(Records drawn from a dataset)
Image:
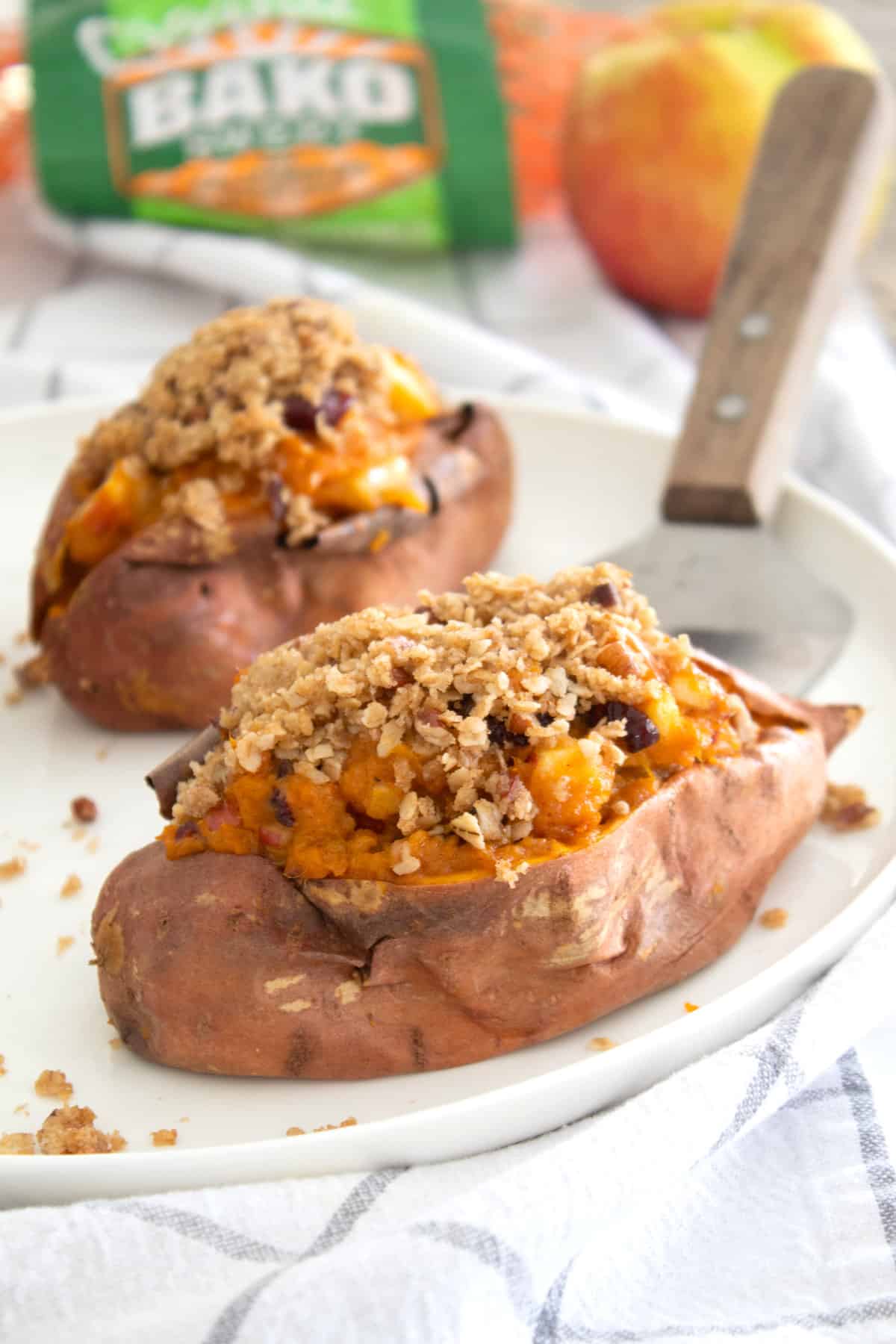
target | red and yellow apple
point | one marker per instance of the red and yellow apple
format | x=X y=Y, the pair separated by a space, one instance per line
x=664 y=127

--

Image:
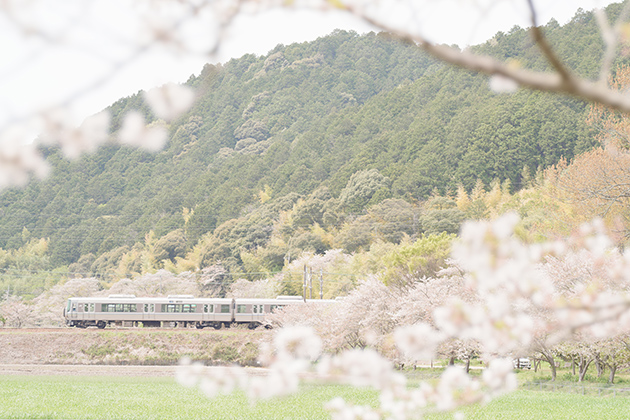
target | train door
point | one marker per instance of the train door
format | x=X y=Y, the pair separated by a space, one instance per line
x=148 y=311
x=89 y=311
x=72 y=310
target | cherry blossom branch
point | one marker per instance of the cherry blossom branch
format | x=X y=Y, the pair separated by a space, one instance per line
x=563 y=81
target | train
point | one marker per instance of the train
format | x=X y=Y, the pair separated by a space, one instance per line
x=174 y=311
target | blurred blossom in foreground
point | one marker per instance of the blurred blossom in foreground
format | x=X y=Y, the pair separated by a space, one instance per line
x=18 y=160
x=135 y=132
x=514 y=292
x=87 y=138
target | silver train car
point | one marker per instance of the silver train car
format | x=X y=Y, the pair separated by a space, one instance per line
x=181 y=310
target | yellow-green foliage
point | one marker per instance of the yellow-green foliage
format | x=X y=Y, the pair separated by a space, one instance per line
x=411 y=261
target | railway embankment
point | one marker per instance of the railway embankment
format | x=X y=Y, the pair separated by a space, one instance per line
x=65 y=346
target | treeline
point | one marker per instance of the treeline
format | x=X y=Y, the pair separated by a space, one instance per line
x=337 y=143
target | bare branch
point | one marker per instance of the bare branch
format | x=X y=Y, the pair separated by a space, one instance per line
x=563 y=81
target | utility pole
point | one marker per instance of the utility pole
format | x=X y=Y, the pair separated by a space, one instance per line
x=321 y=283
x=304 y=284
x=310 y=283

Task brief.
Every line above that holds the word "utility" is to be found and copied.

Reply to the task.
target | utility pole
point | one marker per instance of the utility pole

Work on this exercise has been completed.